[Exercise]
Give a verbatim quotation of every record.

— start Exercise materials —

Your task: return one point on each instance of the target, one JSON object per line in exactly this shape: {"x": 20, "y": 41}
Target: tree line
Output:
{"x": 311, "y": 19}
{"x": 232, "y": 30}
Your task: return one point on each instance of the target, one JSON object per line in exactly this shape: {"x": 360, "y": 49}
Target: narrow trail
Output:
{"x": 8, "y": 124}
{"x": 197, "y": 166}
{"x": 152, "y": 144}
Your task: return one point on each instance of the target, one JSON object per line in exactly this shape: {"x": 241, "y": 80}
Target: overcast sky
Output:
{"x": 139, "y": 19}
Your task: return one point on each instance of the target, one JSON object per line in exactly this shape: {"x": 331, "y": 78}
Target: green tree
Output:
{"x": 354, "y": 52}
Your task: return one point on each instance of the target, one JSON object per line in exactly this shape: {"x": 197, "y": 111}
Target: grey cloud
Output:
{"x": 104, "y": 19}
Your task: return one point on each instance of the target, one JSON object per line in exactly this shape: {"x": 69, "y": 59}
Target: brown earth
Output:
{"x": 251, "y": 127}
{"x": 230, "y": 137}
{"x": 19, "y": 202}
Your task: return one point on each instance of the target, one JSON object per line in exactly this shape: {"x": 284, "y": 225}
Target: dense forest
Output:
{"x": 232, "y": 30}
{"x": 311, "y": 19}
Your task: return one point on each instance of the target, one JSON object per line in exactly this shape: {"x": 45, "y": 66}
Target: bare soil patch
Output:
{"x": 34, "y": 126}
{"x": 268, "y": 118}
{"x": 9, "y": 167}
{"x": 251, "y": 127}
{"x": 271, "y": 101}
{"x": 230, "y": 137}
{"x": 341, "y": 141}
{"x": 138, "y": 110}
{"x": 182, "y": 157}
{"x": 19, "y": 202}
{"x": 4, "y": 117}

— end Exercise materials —

[The reply]
Your task: return one point on each instance of the target, one JSON object per line in exactly this shape: {"x": 20, "y": 41}
Target: tree line
Output:
{"x": 311, "y": 19}
{"x": 232, "y": 30}
Your task: return one point on each instance of the target, one JSON object per line in exactly this shape: {"x": 360, "y": 49}
Target: narrow trail
Output:
{"x": 8, "y": 124}
{"x": 197, "y": 166}
{"x": 152, "y": 144}
Your task: return one point on each instance of the target, one JSON object per line in exactly this shape: {"x": 241, "y": 80}
Target: overcast sky
Output:
{"x": 139, "y": 19}
Your task: return one point on each instance of the target, one JSON object per line in exactly this shape: {"x": 331, "y": 78}
Target: green tree
Output:
{"x": 354, "y": 52}
Your task: return one point on each instance of the target, one JSON object per line in exactly this shape: {"x": 197, "y": 111}
Target: grey cloud
Output:
{"x": 104, "y": 19}
Your task: return one point on each instance of the target, one JSON object per line in exactly this shape: {"x": 69, "y": 59}
Target: brown earth
Output:
{"x": 251, "y": 127}
{"x": 230, "y": 137}
{"x": 19, "y": 202}
Your task: return one point on each instance of the target, one JSON object per line in exactly this shape: {"x": 284, "y": 225}
Target: dense forest
Output:
{"x": 232, "y": 30}
{"x": 311, "y": 19}
Your task: return one point on each instance of the target, one JSON object per line in exactly this shape: {"x": 45, "y": 66}
Target: bare soil patch
Output:
{"x": 34, "y": 126}
{"x": 268, "y": 118}
{"x": 9, "y": 167}
{"x": 251, "y": 127}
{"x": 271, "y": 101}
{"x": 230, "y": 137}
{"x": 341, "y": 141}
{"x": 138, "y": 110}
{"x": 182, "y": 157}
{"x": 19, "y": 202}
{"x": 4, "y": 117}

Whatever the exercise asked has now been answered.